### Record excerpts:
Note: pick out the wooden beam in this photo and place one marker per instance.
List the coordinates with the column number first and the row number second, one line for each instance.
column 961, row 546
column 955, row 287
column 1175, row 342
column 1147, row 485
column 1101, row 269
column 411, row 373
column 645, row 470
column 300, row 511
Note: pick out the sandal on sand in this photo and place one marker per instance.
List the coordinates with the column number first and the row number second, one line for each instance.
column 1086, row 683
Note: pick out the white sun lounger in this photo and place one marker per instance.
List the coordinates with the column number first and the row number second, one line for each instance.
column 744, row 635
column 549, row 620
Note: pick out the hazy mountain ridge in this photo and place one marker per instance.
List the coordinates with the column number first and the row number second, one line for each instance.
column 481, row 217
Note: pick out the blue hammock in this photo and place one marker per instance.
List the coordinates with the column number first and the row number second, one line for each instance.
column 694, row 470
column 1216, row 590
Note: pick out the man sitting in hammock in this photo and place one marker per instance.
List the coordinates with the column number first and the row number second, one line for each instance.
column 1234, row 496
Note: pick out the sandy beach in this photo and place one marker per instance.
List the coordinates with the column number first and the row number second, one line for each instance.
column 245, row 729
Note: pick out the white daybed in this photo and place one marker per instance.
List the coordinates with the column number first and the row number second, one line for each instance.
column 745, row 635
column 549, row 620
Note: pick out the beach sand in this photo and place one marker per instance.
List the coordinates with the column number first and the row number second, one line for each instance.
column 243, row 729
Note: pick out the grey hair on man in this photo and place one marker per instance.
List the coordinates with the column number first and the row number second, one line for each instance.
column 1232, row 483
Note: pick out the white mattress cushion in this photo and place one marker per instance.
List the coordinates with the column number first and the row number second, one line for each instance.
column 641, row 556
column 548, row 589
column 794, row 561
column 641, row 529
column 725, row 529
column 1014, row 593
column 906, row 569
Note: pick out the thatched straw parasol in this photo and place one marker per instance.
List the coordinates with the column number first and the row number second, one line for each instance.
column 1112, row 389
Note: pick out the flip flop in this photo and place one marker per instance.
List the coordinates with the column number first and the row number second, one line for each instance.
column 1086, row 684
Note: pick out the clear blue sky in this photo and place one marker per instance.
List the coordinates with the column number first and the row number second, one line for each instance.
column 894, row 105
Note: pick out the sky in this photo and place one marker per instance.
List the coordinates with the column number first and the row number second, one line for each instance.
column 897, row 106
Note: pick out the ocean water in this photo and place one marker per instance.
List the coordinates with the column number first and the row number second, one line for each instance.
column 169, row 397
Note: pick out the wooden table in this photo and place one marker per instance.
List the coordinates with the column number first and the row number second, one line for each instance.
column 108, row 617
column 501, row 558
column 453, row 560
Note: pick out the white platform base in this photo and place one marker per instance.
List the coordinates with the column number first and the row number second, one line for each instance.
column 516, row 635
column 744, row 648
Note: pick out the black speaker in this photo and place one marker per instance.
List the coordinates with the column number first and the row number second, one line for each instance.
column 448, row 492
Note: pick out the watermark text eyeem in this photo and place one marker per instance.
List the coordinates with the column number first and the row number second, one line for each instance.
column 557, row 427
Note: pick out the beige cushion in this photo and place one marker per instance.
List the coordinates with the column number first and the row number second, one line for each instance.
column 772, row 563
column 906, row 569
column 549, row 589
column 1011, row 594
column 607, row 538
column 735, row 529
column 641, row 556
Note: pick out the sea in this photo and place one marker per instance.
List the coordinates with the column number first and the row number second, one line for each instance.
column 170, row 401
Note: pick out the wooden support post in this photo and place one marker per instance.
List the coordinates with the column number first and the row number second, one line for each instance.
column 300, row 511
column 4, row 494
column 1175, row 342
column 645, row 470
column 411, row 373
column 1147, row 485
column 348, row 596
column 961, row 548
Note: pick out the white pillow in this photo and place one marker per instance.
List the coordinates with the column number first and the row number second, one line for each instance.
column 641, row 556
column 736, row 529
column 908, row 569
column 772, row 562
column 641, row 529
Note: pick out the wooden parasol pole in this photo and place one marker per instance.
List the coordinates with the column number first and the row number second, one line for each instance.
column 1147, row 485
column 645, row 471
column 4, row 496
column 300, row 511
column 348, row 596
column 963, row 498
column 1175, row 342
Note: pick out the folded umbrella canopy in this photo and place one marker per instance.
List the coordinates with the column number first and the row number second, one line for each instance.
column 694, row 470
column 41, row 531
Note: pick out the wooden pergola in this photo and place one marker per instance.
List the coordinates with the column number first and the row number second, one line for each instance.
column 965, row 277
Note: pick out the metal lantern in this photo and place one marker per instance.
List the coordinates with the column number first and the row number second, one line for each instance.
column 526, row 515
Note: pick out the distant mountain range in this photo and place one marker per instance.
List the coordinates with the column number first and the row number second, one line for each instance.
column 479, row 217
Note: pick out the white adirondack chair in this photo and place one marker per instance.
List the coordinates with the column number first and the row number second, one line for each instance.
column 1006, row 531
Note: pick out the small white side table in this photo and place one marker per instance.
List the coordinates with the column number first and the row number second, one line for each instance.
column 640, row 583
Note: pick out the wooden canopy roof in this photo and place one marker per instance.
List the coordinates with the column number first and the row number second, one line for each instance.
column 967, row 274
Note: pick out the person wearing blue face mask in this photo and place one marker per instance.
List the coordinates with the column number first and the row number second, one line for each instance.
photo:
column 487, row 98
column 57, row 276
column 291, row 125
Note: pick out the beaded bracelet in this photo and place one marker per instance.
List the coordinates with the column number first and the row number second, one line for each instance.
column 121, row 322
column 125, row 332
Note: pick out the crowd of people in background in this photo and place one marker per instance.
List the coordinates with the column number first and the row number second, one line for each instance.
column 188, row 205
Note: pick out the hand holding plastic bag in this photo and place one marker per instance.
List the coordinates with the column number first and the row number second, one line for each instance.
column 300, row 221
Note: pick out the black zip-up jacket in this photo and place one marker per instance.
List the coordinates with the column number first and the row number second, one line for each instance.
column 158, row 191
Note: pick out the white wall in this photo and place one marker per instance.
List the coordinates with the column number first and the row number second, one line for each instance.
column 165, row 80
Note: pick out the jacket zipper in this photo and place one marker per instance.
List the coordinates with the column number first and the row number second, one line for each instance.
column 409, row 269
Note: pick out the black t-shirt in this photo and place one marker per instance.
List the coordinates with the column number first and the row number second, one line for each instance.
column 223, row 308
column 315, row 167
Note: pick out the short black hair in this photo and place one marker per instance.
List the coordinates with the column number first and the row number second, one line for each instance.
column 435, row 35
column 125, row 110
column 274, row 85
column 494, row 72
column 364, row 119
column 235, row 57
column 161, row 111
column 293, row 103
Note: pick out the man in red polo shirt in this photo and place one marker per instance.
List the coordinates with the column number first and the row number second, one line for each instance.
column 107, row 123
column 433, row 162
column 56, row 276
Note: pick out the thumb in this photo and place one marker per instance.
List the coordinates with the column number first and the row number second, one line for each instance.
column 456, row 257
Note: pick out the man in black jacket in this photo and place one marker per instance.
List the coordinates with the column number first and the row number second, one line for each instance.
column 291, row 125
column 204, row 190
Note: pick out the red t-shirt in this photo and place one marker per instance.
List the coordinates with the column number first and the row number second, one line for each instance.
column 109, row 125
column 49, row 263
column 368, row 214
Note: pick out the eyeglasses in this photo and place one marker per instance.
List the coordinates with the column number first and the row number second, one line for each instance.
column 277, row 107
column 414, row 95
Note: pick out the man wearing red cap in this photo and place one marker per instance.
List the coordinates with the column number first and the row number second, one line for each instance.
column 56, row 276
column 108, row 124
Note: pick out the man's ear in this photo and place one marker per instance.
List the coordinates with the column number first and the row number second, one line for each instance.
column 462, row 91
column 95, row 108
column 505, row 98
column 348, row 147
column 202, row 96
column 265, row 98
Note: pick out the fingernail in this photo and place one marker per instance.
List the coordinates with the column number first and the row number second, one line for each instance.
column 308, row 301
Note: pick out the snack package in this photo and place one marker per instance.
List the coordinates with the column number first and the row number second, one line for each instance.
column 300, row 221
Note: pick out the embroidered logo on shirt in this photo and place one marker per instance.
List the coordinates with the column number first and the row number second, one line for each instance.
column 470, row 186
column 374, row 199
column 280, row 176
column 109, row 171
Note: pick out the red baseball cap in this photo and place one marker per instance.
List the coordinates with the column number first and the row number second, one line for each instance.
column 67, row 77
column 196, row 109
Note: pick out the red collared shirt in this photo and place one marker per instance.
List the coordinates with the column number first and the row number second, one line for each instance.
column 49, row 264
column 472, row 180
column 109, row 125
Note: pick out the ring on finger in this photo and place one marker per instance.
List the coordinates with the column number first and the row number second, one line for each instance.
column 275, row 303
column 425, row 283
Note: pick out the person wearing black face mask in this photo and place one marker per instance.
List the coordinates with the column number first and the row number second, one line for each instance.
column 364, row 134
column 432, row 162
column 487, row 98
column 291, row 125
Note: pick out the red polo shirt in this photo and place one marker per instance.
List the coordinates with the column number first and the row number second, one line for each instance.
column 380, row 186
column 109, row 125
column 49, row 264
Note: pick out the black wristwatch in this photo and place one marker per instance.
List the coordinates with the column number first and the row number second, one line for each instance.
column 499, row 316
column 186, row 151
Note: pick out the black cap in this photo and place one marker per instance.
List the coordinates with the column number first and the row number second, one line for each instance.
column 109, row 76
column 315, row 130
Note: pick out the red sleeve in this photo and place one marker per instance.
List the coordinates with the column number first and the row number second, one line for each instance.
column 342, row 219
==
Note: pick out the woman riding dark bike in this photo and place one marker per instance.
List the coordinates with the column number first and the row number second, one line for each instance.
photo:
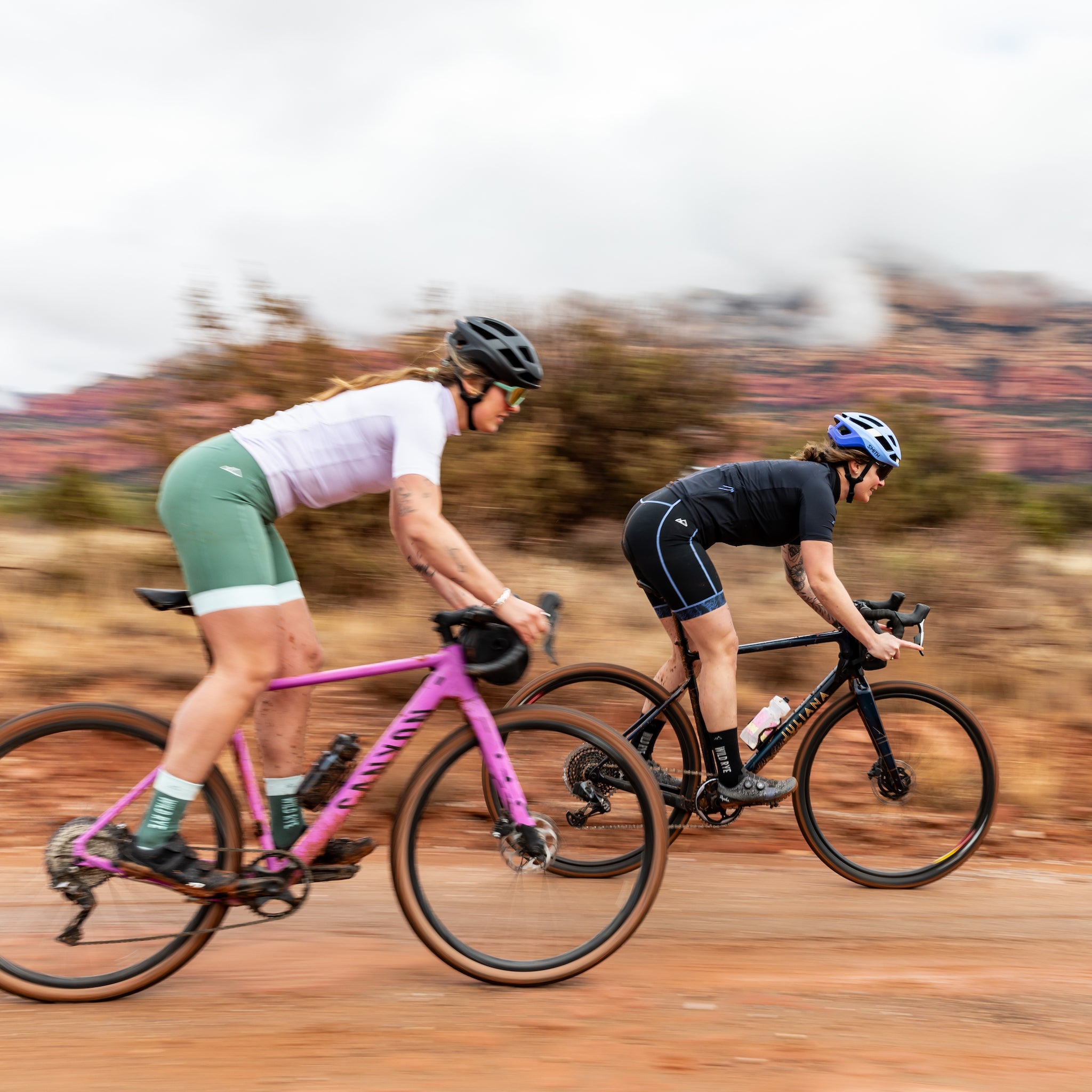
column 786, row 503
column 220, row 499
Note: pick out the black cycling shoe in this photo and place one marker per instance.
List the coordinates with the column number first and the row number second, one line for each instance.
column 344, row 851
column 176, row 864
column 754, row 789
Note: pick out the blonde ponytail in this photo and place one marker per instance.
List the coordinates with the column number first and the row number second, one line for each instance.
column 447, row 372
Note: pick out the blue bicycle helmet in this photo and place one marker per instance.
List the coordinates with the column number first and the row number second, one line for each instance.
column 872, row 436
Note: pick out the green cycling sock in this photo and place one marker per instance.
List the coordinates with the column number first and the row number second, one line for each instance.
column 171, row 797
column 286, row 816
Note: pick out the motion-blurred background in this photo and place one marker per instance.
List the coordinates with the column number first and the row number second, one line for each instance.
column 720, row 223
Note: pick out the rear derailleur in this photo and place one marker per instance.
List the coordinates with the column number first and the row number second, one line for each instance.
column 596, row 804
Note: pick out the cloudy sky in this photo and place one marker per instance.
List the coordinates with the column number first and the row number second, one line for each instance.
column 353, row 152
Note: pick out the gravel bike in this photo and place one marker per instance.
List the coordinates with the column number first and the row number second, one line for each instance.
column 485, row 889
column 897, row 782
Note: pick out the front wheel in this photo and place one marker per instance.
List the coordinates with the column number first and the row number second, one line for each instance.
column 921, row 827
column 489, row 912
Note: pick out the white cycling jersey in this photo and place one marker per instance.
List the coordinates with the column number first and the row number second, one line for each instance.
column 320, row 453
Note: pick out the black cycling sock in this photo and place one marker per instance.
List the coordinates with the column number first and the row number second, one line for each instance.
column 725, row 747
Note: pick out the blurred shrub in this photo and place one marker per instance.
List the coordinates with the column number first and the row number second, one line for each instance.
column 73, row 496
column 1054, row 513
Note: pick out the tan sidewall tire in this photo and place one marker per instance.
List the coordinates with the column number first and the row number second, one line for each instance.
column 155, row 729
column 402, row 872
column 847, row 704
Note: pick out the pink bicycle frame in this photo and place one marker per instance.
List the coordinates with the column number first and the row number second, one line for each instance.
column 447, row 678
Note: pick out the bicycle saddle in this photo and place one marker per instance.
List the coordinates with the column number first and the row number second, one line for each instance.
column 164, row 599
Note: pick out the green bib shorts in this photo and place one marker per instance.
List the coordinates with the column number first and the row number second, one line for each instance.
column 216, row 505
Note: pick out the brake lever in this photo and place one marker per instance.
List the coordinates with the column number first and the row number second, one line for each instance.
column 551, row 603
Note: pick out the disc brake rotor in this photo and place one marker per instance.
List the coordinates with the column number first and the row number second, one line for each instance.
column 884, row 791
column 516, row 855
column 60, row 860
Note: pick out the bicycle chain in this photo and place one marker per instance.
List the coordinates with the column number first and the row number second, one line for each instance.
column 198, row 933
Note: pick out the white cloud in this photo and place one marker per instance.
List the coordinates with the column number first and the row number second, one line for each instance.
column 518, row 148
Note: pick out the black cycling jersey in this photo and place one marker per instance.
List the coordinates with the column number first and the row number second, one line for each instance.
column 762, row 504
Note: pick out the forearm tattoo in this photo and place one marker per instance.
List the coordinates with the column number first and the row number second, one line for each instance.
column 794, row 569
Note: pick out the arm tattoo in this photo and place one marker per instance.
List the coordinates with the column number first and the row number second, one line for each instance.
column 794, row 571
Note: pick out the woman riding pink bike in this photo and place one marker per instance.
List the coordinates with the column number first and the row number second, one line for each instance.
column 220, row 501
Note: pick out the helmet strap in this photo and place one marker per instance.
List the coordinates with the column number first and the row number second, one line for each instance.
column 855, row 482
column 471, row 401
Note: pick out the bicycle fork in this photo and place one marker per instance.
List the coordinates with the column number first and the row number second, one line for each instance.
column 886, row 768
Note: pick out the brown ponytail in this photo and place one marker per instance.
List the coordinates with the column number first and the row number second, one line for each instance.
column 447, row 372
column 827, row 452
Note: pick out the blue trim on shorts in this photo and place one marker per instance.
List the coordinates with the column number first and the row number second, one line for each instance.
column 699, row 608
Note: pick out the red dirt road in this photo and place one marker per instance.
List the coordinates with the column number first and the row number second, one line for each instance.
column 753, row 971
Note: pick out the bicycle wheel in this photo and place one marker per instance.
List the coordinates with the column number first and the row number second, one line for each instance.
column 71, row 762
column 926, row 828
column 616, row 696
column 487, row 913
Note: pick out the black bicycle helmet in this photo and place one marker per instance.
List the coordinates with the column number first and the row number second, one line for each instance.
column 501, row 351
==
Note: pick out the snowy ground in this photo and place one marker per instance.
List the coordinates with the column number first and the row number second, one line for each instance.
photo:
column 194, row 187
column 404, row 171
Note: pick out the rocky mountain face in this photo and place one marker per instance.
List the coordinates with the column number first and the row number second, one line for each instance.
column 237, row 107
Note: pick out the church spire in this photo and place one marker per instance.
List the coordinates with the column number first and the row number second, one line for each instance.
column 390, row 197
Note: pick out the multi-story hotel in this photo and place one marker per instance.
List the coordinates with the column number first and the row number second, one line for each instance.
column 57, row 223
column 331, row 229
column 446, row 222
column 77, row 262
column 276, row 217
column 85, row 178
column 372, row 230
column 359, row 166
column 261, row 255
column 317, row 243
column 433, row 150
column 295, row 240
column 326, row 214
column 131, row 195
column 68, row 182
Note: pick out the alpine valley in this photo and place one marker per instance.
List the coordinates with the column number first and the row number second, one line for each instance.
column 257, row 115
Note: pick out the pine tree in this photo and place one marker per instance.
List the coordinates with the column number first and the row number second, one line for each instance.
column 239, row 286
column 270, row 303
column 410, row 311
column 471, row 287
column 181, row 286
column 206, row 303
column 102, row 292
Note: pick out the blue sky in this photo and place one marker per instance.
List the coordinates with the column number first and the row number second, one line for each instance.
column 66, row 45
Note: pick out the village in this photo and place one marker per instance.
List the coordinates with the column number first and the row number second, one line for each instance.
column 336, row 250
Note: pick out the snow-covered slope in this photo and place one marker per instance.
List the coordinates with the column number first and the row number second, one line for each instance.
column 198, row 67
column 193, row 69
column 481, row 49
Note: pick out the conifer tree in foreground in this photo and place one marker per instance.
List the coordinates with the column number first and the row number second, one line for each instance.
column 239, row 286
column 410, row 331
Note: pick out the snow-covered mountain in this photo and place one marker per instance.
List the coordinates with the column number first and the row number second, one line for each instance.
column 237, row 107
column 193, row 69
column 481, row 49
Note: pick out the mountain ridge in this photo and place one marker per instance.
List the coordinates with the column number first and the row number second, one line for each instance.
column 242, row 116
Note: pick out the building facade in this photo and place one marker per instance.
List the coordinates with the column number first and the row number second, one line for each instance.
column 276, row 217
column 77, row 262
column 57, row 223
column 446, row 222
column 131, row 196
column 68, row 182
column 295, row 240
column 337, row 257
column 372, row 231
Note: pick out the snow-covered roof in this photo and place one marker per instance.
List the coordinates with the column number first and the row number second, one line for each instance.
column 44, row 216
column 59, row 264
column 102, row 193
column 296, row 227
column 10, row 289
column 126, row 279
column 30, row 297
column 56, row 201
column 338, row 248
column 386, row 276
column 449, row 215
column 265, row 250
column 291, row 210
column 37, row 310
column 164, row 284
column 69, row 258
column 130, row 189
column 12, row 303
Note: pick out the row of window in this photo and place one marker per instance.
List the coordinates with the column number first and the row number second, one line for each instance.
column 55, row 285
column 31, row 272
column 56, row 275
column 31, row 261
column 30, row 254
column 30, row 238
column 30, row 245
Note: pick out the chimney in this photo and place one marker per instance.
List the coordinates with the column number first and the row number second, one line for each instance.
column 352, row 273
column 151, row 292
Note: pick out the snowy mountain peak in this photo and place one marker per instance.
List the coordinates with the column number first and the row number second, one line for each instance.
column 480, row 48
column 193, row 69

### Instructions for the task:
Return every line of the listing that has the word "woman" in it.

### Exercise answer:
Note: pick out the woman riding dark bike in this photo and place one marker per instance.
Note: pick out the woman riding pink bike in this photo and place one marker per instance.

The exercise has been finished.